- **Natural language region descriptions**

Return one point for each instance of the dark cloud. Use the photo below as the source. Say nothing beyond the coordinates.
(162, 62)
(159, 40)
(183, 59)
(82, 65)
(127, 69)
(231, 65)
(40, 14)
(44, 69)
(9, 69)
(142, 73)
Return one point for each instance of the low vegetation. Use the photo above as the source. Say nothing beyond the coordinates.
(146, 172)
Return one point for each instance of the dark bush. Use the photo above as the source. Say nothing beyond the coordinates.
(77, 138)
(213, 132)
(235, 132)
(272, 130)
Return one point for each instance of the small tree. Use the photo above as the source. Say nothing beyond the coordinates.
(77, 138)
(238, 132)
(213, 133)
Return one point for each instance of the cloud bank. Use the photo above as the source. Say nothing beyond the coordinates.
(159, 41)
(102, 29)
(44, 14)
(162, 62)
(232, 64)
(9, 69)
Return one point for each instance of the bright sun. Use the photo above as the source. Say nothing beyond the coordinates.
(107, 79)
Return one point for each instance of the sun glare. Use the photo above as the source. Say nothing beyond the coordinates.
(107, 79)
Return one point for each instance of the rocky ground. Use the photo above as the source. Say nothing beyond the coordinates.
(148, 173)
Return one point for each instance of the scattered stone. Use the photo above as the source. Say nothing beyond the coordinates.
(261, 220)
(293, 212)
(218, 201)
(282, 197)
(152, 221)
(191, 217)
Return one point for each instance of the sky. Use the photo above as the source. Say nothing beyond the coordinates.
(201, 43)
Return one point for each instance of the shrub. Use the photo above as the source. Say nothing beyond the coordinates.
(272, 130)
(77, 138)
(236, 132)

- **Task item**
Write the entries above out again, verbatim.

- **Exercise answer**
Return one point for each instance of the dark cloud. Use the photo below as the source. Say nothing beyond the coordinates.
(162, 62)
(159, 40)
(183, 59)
(82, 65)
(127, 69)
(231, 65)
(40, 14)
(44, 69)
(9, 69)
(142, 73)
Return one point for each instance of the low vegetation. Use the photo above as the source. Say nothing beyond the coordinates.
(146, 172)
Return one point for each instance of the dark bush. Use the photo above as the source. Say nothing beyond the coordinates.
(77, 138)
(213, 132)
(235, 132)
(272, 130)
Return one point for each instance of the small tree. Use the photo above as the source. Say nothing beyond the coordinates.
(77, 138)
(238, 132)
(213, 133)
Return one point for each instance of the cloud bank. Use the photo above as the source. Say nothing beyond the coordinates.
(159, 41)
(102, 29)
(44, 14)
(162, 62)
(232, 64)
(9, 69)
Return one point for each instance of the bright sun. Use the photo above as the source. Say nothing beyond the coordinates.
(107, 79)
Return one point for each instance of the sun glare. Use the photo above as the source. Say nothing beyond the coordinates.
(107, 79)
Return one point for each instance of the rocky ground. Use the photo above as the source. Say nothing beyond the coordinates.
(148, 173)
Return one point for each instance of the scattered stone. Use the photo above as the source. Say nothing beyond the coordinates.
(261, 220)
(293, 212)
(218, 201)
(282, 197)
(152, 221)
(191, 217)
Return one point for each instance of the sky. Use the photo above as the source. Say nothing beyond the coordinates.
(201, 43)
Return one point for each instance of the shrub. Use the photo above as the source. Say nothing beyond the coordinates.
(272, 130)
(77, 138)
(236, 132)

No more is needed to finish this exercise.